## Problem description
What follows is a listing; restate every line of it word for word.

[Data items]
****************************************

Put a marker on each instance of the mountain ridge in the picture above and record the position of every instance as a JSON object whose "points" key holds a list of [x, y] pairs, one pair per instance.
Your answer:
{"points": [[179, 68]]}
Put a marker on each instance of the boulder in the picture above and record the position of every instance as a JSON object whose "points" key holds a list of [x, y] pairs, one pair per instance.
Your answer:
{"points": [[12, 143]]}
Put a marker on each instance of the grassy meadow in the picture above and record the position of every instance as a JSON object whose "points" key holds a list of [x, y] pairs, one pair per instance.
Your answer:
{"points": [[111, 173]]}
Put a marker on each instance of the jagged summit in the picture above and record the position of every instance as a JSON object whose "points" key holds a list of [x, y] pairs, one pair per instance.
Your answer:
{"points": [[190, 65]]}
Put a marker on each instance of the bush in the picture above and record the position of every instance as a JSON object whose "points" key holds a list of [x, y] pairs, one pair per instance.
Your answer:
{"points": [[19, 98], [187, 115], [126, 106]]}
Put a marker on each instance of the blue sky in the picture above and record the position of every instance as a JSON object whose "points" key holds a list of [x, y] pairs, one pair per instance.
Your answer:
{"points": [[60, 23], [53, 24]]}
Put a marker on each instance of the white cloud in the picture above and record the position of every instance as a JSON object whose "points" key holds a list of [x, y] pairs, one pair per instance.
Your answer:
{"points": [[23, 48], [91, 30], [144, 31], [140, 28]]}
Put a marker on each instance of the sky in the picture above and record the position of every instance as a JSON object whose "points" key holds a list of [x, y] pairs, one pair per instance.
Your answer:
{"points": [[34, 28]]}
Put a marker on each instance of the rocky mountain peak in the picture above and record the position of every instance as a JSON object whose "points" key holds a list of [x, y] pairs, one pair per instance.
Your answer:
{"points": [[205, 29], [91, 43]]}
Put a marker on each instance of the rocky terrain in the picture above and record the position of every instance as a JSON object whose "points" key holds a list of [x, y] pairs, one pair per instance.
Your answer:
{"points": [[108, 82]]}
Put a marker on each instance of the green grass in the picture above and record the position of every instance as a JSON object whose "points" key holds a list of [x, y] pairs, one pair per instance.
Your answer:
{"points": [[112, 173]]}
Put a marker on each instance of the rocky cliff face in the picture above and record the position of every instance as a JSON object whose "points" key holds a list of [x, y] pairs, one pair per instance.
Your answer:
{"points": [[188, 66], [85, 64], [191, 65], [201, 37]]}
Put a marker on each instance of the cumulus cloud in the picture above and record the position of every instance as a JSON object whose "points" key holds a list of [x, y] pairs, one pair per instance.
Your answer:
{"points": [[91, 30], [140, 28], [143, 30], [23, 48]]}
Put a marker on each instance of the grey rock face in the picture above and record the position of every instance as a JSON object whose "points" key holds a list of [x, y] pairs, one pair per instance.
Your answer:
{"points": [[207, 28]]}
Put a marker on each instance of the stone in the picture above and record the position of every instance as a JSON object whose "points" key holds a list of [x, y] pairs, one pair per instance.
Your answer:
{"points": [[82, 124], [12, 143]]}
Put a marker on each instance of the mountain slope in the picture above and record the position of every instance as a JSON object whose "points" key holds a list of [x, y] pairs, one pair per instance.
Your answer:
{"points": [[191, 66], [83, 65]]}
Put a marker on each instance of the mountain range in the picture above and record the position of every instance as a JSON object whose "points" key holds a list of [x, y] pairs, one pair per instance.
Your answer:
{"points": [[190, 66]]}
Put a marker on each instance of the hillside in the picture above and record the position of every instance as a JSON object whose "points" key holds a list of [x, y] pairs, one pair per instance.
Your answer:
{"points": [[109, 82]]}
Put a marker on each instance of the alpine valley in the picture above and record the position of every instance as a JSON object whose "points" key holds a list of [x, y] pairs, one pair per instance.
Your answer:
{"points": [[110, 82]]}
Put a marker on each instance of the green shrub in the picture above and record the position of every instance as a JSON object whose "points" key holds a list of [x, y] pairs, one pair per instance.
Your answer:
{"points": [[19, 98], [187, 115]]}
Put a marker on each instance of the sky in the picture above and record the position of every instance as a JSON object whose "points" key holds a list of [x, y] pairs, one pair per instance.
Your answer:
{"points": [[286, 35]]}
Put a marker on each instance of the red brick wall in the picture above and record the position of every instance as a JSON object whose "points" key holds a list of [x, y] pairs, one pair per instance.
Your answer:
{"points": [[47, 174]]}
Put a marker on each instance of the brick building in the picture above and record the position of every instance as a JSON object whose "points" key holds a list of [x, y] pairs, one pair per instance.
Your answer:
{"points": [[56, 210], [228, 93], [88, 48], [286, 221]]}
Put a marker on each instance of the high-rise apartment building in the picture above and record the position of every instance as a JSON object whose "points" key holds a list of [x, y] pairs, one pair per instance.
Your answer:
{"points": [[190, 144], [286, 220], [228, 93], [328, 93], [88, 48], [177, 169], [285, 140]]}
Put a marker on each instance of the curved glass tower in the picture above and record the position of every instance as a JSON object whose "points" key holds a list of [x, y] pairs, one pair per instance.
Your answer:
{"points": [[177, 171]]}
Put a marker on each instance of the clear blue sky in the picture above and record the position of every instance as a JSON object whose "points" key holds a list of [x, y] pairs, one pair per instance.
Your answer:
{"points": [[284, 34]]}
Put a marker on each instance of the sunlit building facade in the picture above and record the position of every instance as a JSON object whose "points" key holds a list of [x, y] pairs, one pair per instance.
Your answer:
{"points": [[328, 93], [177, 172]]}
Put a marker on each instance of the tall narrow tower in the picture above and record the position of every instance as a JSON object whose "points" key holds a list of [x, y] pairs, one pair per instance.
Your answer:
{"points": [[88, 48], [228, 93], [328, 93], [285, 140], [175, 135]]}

****************************************

## Reply
Put a marker on each instance of the mountain ridge in the picture above and record the position of every instance as a JSON object whose "points" key holds a list of [x, y] pairs, one pair per instance.
Your answer:
{"points": [[179, 68]]}
Put a marker on each instance of the boulder in the picture above and record the position of every instance as a JSON object whose "points" key holds a list of [x, y] pairs, one pair per instance.
Your answer:
{"points": [[12, 143]]}
Put a marker on each instance of the grassy meadow in the picture above and record the position of every instance as a JSON object whose "points" key holds a list of [x, y] pairs, one pair per instance.
Your answer:
{"points": [[111, 173]]}
Put a marker on each instance of the jagged summit in the picture above and record the position of every instance as a JSON object whose "points" key holds a list of [x, y] pairs, one pair per instance.
Your answer:
{"points": [[190, 65]]}
Put a marker on each instance of the bush in the picture above and record the position of every instance as a JSON object whose "points" key holds a list of [x, y] pairs, one pair per instance.
Your answer:
{"points": [[19, 98], [187, 115], [126, 106]]}
Put a marker on each instance of the blue sky in the picture above and record the position of every instance as a JSON object whose "points" key holds a list of [x, y] pairs, one pair per instance.
Your answer:
{"points": [[60, 23], [53, 24]]}
Put a marker on each instance of the white cloud in the picture above and record the position of every instance as a JSON object whose "points" key holds a list of [x, y] pairs, one pair per instance.
Your answer:
{"points": [[23, 48], [91, 30], [144, 31], [140, 28]]}
Put a marker on each instance of the sky in the picture above and record the position of every instance as a JSON object whose "points" key holds a list of [x, y] pairs, one pair per instance.
Your answer:
{"points": [[34, 28]]}
Put a marker on each instance of the rocky mountain peak in the picture above and record the position of every instance as a JSON object whose "points" key holds a list of [x, y] pairs, one pair per instance.
Your answer:
{"points": [[205, 29], [91, 43]]}
Put a marker on each instance of the rocky terrain in the picture above and record the position of every instance as a JSON object whose "points" key holds a list of [x, y] pairs, one pair per instance.
Your answer:
{"points": [[108, 82]]}
Put a marker on each instance of the green grass in the picture above and record the position of every instance as a JSON object whose "points" key holds a list of [x, y] pairs, one pair per instance.
Your answer:
{"points": [[112, 173]]}
Put a marker on each instance of the rocky cliff face in the picture above and record the position of every instance as a JSON object whose "points" key holds a list of [x, y] pairs, one pair per instance.
Your answer:
{"points": [[188, 66], [85, 64], [191, 65], [201, 37]]}
Put a marker on each instance of the cumulus cloud in the picture above and record the position of every instance as a JSON object whose "points" key holds a list of [x, y] pairs, one pair per instance.
Your answer:
{"points": [[91, 30], [140, 28], [143, 30], [23, 48]]}
Put a marker on each instance of the grey rock face in the picture above and record the position of every instance as a JSON object whose "points" key holds a list of [x, y] pairs, one pair per instance.
Your answer:
{"points": [[207, 28]]}
Put a marker on each instance of the stone in the picture above and record the position of every instance as a JSON object whose "points" key holds a list of [x, y] pairs, one pair per instance.
Your answer:
{"points": [[82, 124], [12, 143]]}
Put a marker on each instance of the mountain slope in the picture above and record the position of every instance as a JSON object whose "points" key holds a list of [x, y] pairs, one pair per instance.
Your answer:
{"points": [[191, 66], [83, 65]]}
Put a marker on each instance of the mountain range in the picture above and record the position of every instance as a JSON object whose "points" key holds a list of [x, y] pairs, one pair per instance.
Your answer:
{"points": [[190, 66]]}
Put a marker on each instance of the hillside in the picture above and record the position of every instance as a JSON object whose "points" key holds a list of [x, y] pairs, one pair per instance.
Your answer:
{"points": [[109, 82]]}
Put a marker on each instance of the alpine valley in the picture above and record the position of every instance as a JSON object whose "points" key holds a list of [x, y] pairs, one pair per instance.
Your answer:
{"points": [[110, 82]]}
Put a marker on each instance of the green shrub in the picture above and record the position of every instance as a JSON object whose "points" key holds a list of [x, y] pairs, one pair per instance.
Your answer:
{"points": [[19, 98], [187, 115]]}
Put a marker on each instance of the sky in the picture above and record the position of every instance as a JSON object whose "points" key holds a list of [x, y] pairs, one pair per instance.
Your answer:
{"points": [[286, 35]]}
Put a marker on each instance of the red brick wall in the picture above and record the position of every instance as a JSON object whose "points" key holds a list of [x, y] pairs, one pair per instance.
Your answer:
{"points": [[47, 174]]}
Put a marker on each instance of the brick building in the picture above and record the position of every instance as a JSON object whose "points" key holds a list of [x, y] pairs, one pair per instance.
Your answer:
{"points": [[56, 210], [228, 93], [88, 48], [286, 221]]}
Put a marker on each instance of the high-rise apartment building in the picture above and record the position of every instance as a JSON object whose "points" key holds a list of [x, y] pairs, one pair per instance.
Your answer:
{"points": [[190, 144], [286, 220], [228, 93], [328, 93], [88, 48], [177, 169], [285, 140]]}
Put a marker on each instance of the curved glass tower in the picture above and record the position of every instance as a JSON object whose "points" key holds a list of [x, y] pairs, one pair per instance.
Your answer:
{"points": [[177, 171]]}
Put a marker on each instance of the clear blue sky in the picture above and record the position of every instance as a JSON object whose "points" key holds a list of [x, y] pairs, one pair per instance.
Your answer:
{"points": [[284, 34]]}
Put a marker on each instance of the sunlit building facade in the picture above and record the position of every instance as a JSON object whose "points" key holds a list of [x, y] pairs, one pair per instance.
Your answer:
{"points": [[328, 93], [177, 172]]}
Put a marker on each instance of the tall narrow tower in the picture above and record the position of every instance as a JSON object whose "points" key holds a list of [x, y] pairs, one pair per instance.
Your answer:
{"points": [[88, 48], [228, 93], [328, 93], [285, 140], [175, 135]]}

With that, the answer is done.